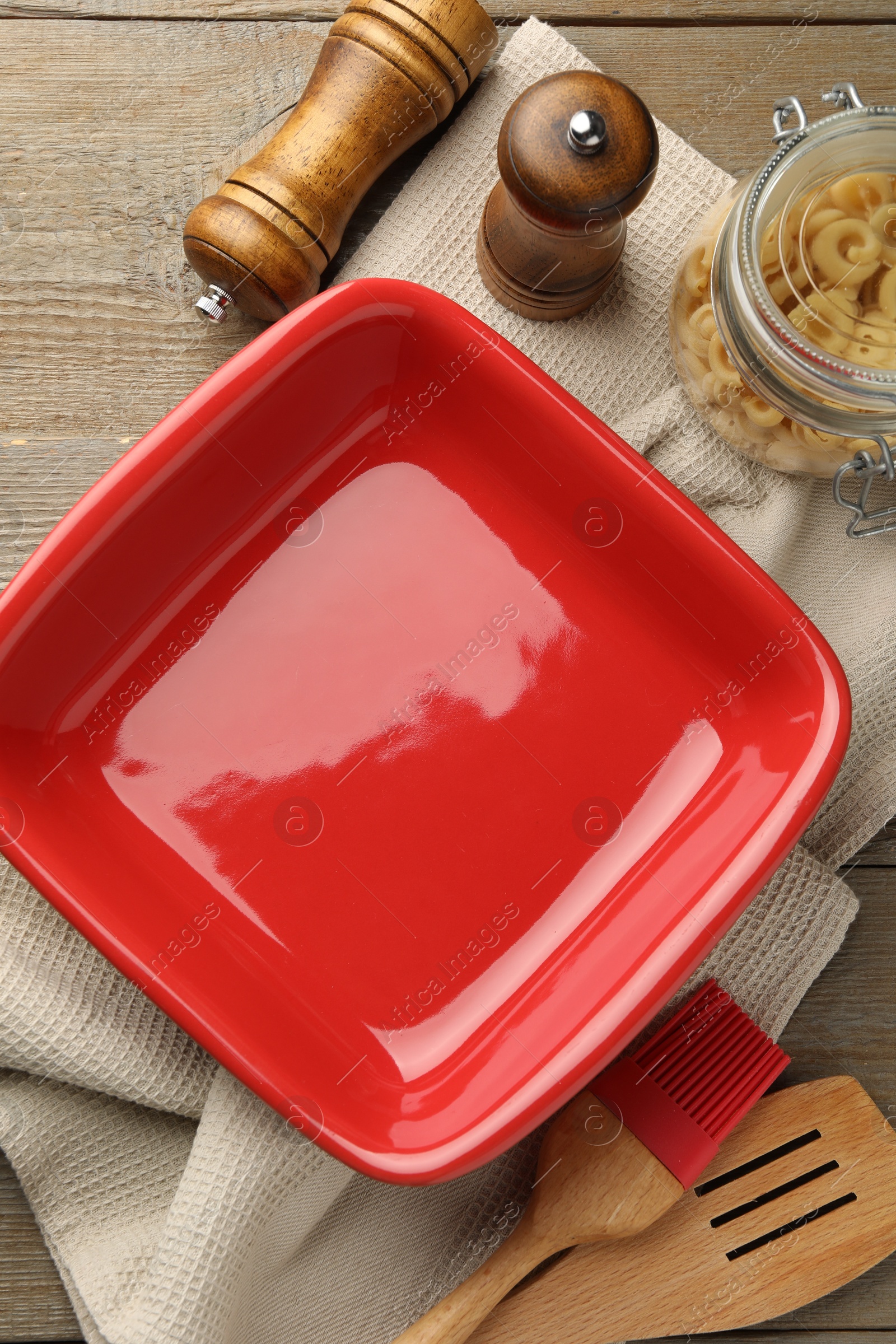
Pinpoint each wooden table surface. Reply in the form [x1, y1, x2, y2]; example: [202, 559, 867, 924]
[0, 0, 896, 1344]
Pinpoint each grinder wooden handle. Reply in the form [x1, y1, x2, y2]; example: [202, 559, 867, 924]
[184, 0, 498, 321]
[475, 70, 660, 321]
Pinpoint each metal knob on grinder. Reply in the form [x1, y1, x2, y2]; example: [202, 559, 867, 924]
[475, 71, 660, 321]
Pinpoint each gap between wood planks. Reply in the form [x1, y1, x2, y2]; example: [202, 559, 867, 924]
[0, 6, 896, 21]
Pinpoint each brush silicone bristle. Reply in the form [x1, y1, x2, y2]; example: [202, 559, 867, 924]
[591, 980, 790, 1187]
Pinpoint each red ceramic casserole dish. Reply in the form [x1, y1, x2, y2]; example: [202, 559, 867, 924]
[0, 281, 849, 1182]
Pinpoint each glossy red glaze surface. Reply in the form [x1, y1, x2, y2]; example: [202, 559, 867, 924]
[0, 281, 849, 1182]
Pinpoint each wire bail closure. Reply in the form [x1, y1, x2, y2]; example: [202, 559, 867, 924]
[833, 434, 896, 538]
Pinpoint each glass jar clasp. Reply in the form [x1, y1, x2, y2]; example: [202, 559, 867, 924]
[771, 80, 865, 145]
[833, 434, 896, 538]
[821, 80, 865, 111]
[771, 94, 809, 145]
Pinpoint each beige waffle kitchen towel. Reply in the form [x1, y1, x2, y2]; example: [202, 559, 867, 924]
[0, 20, 896, 1344]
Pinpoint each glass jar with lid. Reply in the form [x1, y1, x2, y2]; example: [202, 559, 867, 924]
[669, 83, 896, 536]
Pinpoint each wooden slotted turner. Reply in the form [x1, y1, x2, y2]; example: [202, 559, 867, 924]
[470, 1078, 896, 1344]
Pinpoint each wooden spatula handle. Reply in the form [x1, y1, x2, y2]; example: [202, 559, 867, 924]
[395, 1090, 684, 1344]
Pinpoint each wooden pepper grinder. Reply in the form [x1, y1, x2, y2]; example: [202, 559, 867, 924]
[184, 0, 498, 321]
[475, 71, 660, 321]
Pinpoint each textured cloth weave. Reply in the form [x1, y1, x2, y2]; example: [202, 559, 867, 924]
[0, 20, 896, 1344]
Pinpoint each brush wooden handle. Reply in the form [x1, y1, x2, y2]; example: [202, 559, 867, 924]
[184, 0, 498, 321]
[395, 1091, 684, 1344]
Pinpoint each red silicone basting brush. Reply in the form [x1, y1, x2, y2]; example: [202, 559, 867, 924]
[396, 980, 790, 1344]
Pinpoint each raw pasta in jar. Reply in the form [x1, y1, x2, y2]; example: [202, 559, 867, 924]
[669, 172, 896, 476]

......

▶ Work to complete
Return the full material word for word. Do not include the pictures.

▶ Full output
Pinpoint each wooden table surface. Reply in the form [x1, y1, x2, y2]; example: [202, 559, 867, 924]
[0, 0, 896, 1344]
Pinpoint each grinder wooden handle. Reply in the form [x1, y1, x2, y2]; example: [202, 559, 867, 924]
[184, 0, 498, 321]
[475, 70, 660, 321]
Pinpoint each metal knob on grinder. Reply in the form [x1, y1, x2, y2]; example: [202, 559, 867, 924]
[475, 71, 660, 321]
Pinpoint each gap between wood planks. Reply in the form [x1, y1, x2, y2]; example: [202, 559, 867, 924]
[0, 6, 896, 21]
Pinpoint each brush silicone bristle. Reply in the form [x1, y1, x2, y2]; example: [202, 559, 867, 924]
[591, 980, 790, 1187]
Pinpoint each red ceramic casserole dish. Reply in the form [x1, y1, x2, y2]; example: [202, 559, 867, 924]
[0, 281, 849, 1182]
Pinpoint each glossy red glaze surface. Reply in the form [x1, y1, x2, y2]; example: [202, 559, 867, 924]
[0, 281, 849, 1182]
Pinpoint each wire bail closure. Reply in the form [x1, y1, x2, y2]; example: [202, 559, 867, 924]
[833, 434, 896, 538]
Pinpoint each glass jar clasp. Reply in the form [x1, y1, x2, y2]; example: [202, 559, 867, 924]
[771, 80, 865, 145]
[833, 434, 896, 538]
[821, 80, 865, 111]
[771, 94, 809, 145]
Pinpoint each beige waffle kitchen towel. Reply in the form [x1, y1, x2, y2]; example: [202, 559, 867, 924]
[0, 20, 896, 1344]
Pinpoint each glass jar with lid. Reply in the form [x1, y1, x2, y2]; example: [202, 559, 867, 924]
[669, 83, 896, 536]
Pinpoint each wooden slotted turner. Reply in the form [x1, y1, x2, y2]; example: [202, 559, 867, 924]
[470, 1078, 896, 1344]
Pinpoint each wooden spatula handle. Reply in the form [x1, y1, x2, y2]; example: [202, 559, 867, 924]
[395, 1090, 684, 1344]
Pinpoint each wooden pepper grinder. Reply in the form [x1, y1, x2, y2]; example: [202, 559, 867, 924]
[184, 0, 498, 321]
[475, 71, 660, 321]
Pinpoint each textured cloth weave. Reply in the form [x1, y1, x2, y2]; example: [202, 559, 867, 924]
[0, 20, 896, 1344]
Pinpoint each brush wooden handle. Reply in the form [x1, y1, x2, y2]; example: [202, 559, 867, 924]
[184, 0, 498, 321]
[395, 1091, 684, 1344]
Pinpoint each red silicone basting brush. Reply in the form [x1, y1, x2, y2]; example: [202, 559, 867, 924]
[396, 980, 790, 1344]
Pinpoint each raw pasta in jar. Reply in the form [x1, y1, x2, y2]; example: [202, 559, 867, 924]
[669, 172, 896, 476]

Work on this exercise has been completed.